— THE TASK —
Quote the lines of the material from the one containing "--detect guinea pig nose --source image" through the end, both included.

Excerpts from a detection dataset
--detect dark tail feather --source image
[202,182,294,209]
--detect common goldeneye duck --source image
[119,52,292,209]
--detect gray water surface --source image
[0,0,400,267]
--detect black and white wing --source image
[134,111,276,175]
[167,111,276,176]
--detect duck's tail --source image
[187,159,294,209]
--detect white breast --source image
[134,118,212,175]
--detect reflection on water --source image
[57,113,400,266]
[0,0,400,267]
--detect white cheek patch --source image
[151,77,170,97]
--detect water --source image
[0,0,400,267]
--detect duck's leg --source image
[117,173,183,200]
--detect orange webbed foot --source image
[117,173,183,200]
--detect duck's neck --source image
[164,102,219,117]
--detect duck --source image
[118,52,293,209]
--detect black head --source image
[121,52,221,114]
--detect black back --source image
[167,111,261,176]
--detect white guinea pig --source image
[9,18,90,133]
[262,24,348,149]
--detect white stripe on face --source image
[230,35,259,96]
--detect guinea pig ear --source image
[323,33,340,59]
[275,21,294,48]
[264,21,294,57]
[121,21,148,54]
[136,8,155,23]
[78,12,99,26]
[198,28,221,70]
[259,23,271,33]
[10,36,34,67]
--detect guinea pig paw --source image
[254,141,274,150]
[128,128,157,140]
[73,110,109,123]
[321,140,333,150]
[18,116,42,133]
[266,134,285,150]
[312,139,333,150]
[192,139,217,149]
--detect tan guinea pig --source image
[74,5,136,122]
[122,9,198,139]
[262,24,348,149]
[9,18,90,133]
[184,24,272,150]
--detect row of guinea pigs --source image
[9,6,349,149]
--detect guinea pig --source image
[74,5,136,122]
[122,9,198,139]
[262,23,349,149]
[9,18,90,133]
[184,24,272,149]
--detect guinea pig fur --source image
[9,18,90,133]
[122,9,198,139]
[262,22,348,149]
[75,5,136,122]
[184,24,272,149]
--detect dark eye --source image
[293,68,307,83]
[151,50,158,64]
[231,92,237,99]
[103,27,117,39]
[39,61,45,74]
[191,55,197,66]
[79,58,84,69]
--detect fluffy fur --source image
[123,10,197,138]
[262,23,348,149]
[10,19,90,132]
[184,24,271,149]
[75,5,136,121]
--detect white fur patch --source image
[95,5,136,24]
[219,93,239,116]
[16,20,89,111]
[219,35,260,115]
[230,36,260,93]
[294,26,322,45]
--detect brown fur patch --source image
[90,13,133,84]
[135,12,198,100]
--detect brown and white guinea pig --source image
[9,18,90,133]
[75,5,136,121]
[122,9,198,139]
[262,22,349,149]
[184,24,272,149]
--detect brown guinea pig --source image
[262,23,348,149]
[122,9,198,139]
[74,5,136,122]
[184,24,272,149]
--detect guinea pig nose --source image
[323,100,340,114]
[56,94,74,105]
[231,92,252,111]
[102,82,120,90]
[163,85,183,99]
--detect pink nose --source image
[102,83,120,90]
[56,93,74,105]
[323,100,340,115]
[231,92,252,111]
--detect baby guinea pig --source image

— ANSWER FOR THIS EXERCISE —
--detect guinea pig nose --source image
[323,100,340,114]
[56,94,74,105]
[231,92,252,111]
[102,82,120,90]
[163,85,183,99]
--detect pink nose --source image
[102,83,120,90]
[56,93,74,105]
[323,100,340,115]
[231,92,252,111]
--detect baby guinea pig --source image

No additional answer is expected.